:: Extract to read

Monday, December 28, 2015

Steam sale holiday 2015: This is why we can't have nice things

It's time for another steam sale! It's time for who cares!

There are three things of worth to mention re: this steam sale. This is all text, and it's not even very funny, so feel free to not read this discussion of "the moar thangs change~"

The Death of Steam Sales

No, they're not going away, but I'm going to be honest in that no flash deals and no dailies all but instantly killed the sale for me and everyone I know in terms of enthusiasm. I just immediately bought Axiom Verge, a couple friends immediately bought this or that, and we all collectively moved on. I originally made a Steam account during a Steam sale quite a many years back, and in a lot of ways it shaped my perceptions of Steam as well as how I interact with friends regarding Steam. The big sales used to be an influx of discussion within my peers, with each of chattering about what we hope goes on sale, wondering if a game is worth it and mocking poor sales that over-estimate a game's remaining value.

There's no rush to f5 at 10 PST and there's no real excitement. No one really cares. It lacks the proverbial punch that previous sale models did, and it all seems to come down to one thing. Or two things. Well, a couple things.




That being, the addition of refunds to the system. The refund concept is a pretty easy going one. It's strange for me, because I rarely buy and play Steam games as quickly as I should and even more rarely from Steam itself. But it changes the entire dynamic of sales in a way that catches you off-guard. Since you could just refund - and frankly, should refund - games you got caught out on, the idea of rapidly changing prices is kinda ... Ambitious?

In real life, rain checks and refunds on price drops are actually quite normal. On major sales, I think, you can sometimes see a no refunds and no price adjustment, but that's owing to the fickle elements of consumer sales. Steam's brass supposedly (it's all hearsay, really) feels that ambushing people only to have them seek refunds does the system a disservice. As such, they strip away the things that make the big sales exciting and turn them into something rather mundane.

Do I mind?

It's nice to be able to just enter the sale and know where prices are, but the loss of excitement will - I think - lessen the sales for me. Whether or not that matters, I don't know. The part where sale prices are worse is bad, but that brings us to point two.

The Rebirth of Steam Sales

I can't really appreciate how other people react to Steam, but here's a basic fact of life: Steam wants eyeballs. Steam gets those eyeballs via being exciting. See, on our end Steam is mostly a free excursion - yes, the games cost money, but Steam in and of itself has little cost tacked on. The metagames, the various features, the cards and market, Steam doesn't ask you to pay for it.

This is how many stores function. One thing Steam does sell, though not to us, is advertising space. Publishers big and small pay money to have their games featured on Steam in a variety of ways. Some of them are more obvious than others, some of them have more impact than others.

Remember when Fallout 4 came out, and Steam had a big banner across the top? That is to my understanding a paid advertisement. (Even if it isn't, it is in Steam's best interest that you buy from them and them alone, as opposed to seeking keys elsewhere - but I believe indie developers have made points about the cost of eyeballs on Steam) And that advertisement is only valuable at hitting people who don't realize FO4 is out, and therefore only works if people check Steam on a daily or near daily basis. The leverage here is your excitement toward checking Steam on a regular basis.

::::
:: Exercise material

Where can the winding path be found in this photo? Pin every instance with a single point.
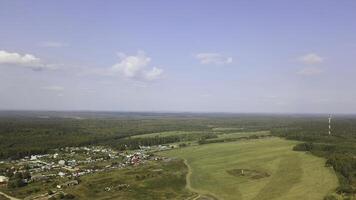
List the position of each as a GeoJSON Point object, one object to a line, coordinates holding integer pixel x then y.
{"type": "Point", "coordinates": [189, 186]}
{"type": "Point", "coordinates": [9, 197]}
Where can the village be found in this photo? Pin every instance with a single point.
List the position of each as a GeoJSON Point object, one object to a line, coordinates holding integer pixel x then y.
{"type": "Point", "coordinates": [64, 167]}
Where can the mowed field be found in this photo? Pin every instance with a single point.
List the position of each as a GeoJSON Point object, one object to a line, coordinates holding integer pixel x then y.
{"type": "Point", "coordinates": [258, 169]}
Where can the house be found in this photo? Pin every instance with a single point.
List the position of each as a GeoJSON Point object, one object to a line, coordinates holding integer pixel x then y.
{"type": "Point", "coordinates": [3, 181]}
{"type": "Point", "coordinates": [61, 174]}
{"type": "Point", "coordinates": [61, 162]}
{"type": "Point", "coordinates": [39, 177]}
{"type": "Point", "coordinates": [69, 183]}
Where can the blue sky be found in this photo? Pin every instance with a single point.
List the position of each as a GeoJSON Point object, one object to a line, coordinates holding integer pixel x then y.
{"type": "Point", "coordinates": [198, 56]}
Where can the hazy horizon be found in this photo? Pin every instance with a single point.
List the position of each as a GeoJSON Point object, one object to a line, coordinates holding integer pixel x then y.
{"type": "Point", "coordinates": [139, 56]}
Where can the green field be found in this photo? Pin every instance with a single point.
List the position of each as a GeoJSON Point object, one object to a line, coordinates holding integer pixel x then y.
{"type": "Point", "coordinates": [166, 133]}
{"type": "Point", "coordinates": [271, 170]}
{"type": "Point", "coordinates": [150, 181]}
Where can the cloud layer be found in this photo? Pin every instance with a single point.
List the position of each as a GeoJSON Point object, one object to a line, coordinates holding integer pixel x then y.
{"type": "Point", "coordinates": [213, 58]}
{"type": "Point", "coordinates": [52, 44]}
{"type": "Point", "coordinates": [136, 67]}
{"type": "Point", "coordinates": [25, 60]}
{"type": "Point", "coordinates": [311, 59]}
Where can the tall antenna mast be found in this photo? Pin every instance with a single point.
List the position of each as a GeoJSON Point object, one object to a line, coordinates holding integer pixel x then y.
{"type": "Point", "coordinates": [330, 124]}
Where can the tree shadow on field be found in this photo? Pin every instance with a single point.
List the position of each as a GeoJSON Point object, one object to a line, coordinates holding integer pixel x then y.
{"type": "Point", "coordinates": [288, 174]}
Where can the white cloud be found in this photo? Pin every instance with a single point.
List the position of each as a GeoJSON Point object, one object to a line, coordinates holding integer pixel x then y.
{"type": "Point", "coordinates": [310, 71]}
{"type": "Point", "coordinates": [213, 58]}
{"type": "Point", "coordinates": [136, 67]}
{"type": "Point", "coordinates": [52, 44]}
{"type": "Point", "coordinates": [25, 60]}
{"type": "Point", "coordinates": [53, 88]}
{"type": "Point", "coordinates": [153, 74]}
{"type": "Point", "coordinates": [311, 59]}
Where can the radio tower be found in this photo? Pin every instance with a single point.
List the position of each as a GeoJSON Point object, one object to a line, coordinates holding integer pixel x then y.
{"type": "Point", "coordinates": [329, 124]}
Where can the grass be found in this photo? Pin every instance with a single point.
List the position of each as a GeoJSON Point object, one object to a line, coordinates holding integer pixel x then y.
{"type": "Point", "coordinates": [153, 180]}
{"type": "Point", "coordinates": [293, 175]}
{"type": "Point", "coordinates": [165, 134]}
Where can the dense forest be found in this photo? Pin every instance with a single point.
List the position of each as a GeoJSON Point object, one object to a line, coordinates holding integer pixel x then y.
{"type": "Point", "coordinates": [339, 148]}
{"type": "Point", "coordinates": [27, 133]}
{"type": "Point", "coordinates": [31, 133]}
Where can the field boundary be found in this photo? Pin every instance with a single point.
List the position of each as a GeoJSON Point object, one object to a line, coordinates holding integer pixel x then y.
{"type": "Point", "coordinates": [189, 186]}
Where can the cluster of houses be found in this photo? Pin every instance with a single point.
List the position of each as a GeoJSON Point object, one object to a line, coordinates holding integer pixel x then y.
{"type": "Point", "coordinates": [65, 165]}
{"type": "Point", "coordinates": [3, 181]}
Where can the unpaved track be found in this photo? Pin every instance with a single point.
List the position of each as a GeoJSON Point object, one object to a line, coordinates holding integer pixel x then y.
{"type": "Point", "coordinates": [9, 197]}
{"type": "Point", "coordinates": [201, 194]}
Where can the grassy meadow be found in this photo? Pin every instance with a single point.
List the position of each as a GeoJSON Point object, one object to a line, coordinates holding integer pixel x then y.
{"type": "Point", "coordinates": [271, 170]}
{"type": "Point", "coordinates": [152, 180]}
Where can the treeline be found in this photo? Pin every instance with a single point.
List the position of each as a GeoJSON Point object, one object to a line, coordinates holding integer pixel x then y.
{"type": "Point", "coordinates": [339, 148]}
{"type": "Point", "coordinates": [210, 141]}
{"type": "Point", "coordinates": [135, 143]}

::::

- Tasks to complete -
1. What game did the writer of the post on the 2015 Steam holiday sale buy right away?
2. Arrange the lines of the listing as a numbered list, from the line containing "Where can the field" up to and including the last line of the listing, leaving out any blank lines.

- Worked answers -
1. Axiom Verge.

2.
1. Where can the field boundary be found in this photo? Pin every instance with a single point.
2. List the position of each as a GeoJSON Point object, one object to a line, coordinates holding integer pixel x then y.
3. {"type": "Point", "coordinates": [189, 186]}
4. Where can the cluster of houses be found in this photo? Pin every instance with a single point.
5. List the position of each as a GeoJSON Point object, one object to a line, coordinates holding integer pixel x then y.
6. {"type": "Point", "coordinates": [65, 165]}
7. {"type": "Point", "coordinates": [3, 181]}
8. Where can the unpaved track be found in this photo? Pin every instance with a single point.
9. List the position of each as a GeoJSON Point object, one object to a line, coordinates holding integer pixel x then y.
10. {"type": "Point", "coordinates": [9, 197]}
11. {"type": "Point", "coordinates": [201, 194]}
12. Where can the grassy meadow be found in this photo? Pin every instance with a single point.
13. List the position of each as a GeoJSON Point object, one object to a line, coordinates holding integer pixel x then y.
14. {"type": "Point", "coordinates": [271, 170]}
15. {"type": "Point", "coordinates": [152, 180]}
16. Where can the treeline be found in this photo? Pin every instance with a single point.
17. List the position of each as a GeoJSON Point object, one object to a line, coordinates holding integer pixel x then y.
18. {"type": "Point", "coordinates": [339, 148]}
19. {"type": "Point", "coordinates": [210, 141]}
20. {"type": "Point", "coordinates": [135, 143]}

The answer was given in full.